— START Selection —
Getting
 a grip 
on getting about

These days, most businesses need to move people or product around and require a vehicle and driver to do so. The ramifications in terms of performance and cost, coupled with the potential risks which could be encountered mean that decision making about how business travel requirements are fulfilled is a critical function of management. Even in quite significant organisations, decisions have been based on bad data; solutions initially deemed so appropriate, later transpire to present far greater costs than had ever been anticipated and, moreover, diverting away from the plan consumes a massive amount of resource.

Know your business
It’s vital to have a thorough understanding of the business, the operations and the current transport needs as well as a sound appreciation of what is likely to happen over the next two or three years and the corporate social responsibility perspective of the organisation. Clarity around these aspects will support the process of establishing the objectives for any provision of business transport.
    
However the car is provided, as soon as the organisation has any employee driving on business, there are legal obligations which have to be addressed. Contrary to some belief, they are no less significant when an employee uses their own car for business purposes; in fact, they are likely to be more difficult to manage than if the organisation provides the vehicle. There is an element of ‘lightning strike’ about this; the chance of it all going badly wrong is statistically low but the impact if it does will be massive. The organisation must take reasonable steps to ensure that risks associated with the driver, vehicle and journey are identified and suitably managed through policies, procedures and processes.

Grey Fleet
The most obvious first port of call for a vehicle for business use is getting employees to use their own cars. What sounds so gloriously simple is, of course, nothing of the sort.
The organisation will need to ensure
that the driver is competent to drive for business. Holding a valid driving licence may well indicate some capability but a poor accident history, habitual poor driving practices, a willingness to bend the rules and perhaps even personal health issues indicate potential issues. The organisation needs to put in place procedures to control this exposure and the controls need to be in place for everyone driving on business.
    
The next area of concern is the vehicle itself; it needs to be suitable for the business purpose and must be on the road legally by having an MOT certificate as required and with business use insurance which covers that employee driving in connection with the organisation’s business. It must be in good condition in all respects; properly maintained and with routine safety checks carried out by the driver.
— END Selection —
— START Data lines —
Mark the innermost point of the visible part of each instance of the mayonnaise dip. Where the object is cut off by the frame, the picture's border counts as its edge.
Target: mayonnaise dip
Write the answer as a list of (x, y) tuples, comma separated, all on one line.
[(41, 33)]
— END Data lines —
*Brief*: In the article on business vehicles, reproduce word for word the passage that begins at "These days, most" and stops after "amount of resource.".

*Result of this task*:
These days, most businesses need to move people or product around and require a vehicle and driver to do so. The ramifications in terms of performance and cost, coupled with the potential risks which could be encountered mean that decision making about how business travel requirements are fulfilled is a critical function of management. Even in quite significant organisations, decisions have been based on bad data; solutions initially deemed so appropriate, later transpire to present far greater costs than had ever been anticipated and, moreover, diverting away from the plan consumes a massive amount of resource.